▶ **Task goal**:
Report all lines below with the word "Target".

▶ **Extracted material**:

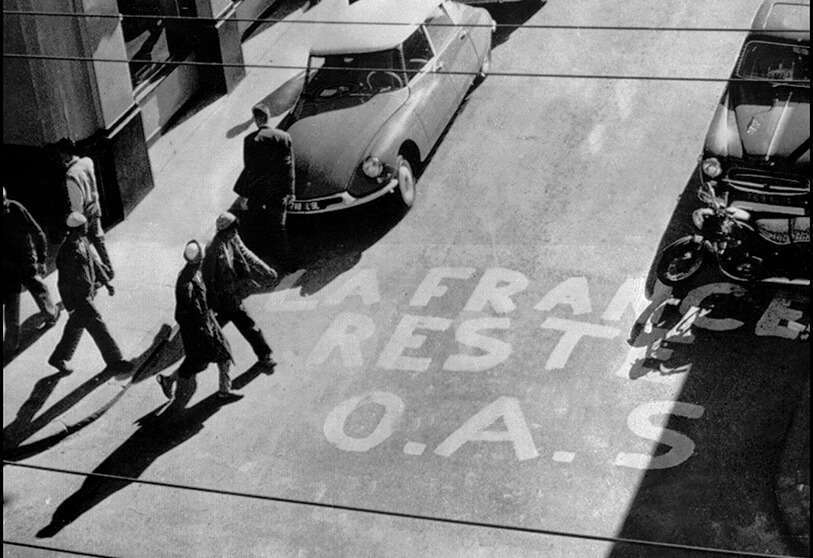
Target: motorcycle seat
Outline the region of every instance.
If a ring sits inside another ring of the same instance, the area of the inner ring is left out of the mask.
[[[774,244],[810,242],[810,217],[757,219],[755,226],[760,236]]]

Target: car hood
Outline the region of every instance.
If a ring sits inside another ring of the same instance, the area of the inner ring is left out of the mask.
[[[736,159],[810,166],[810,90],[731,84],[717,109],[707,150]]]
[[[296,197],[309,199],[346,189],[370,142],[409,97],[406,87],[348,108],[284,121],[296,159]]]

==

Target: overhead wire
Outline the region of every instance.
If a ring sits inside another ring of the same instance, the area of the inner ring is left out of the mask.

▶ **Answer to the exercise**:
Target: motorcycle seat
Target: car hood
Target: overhead wire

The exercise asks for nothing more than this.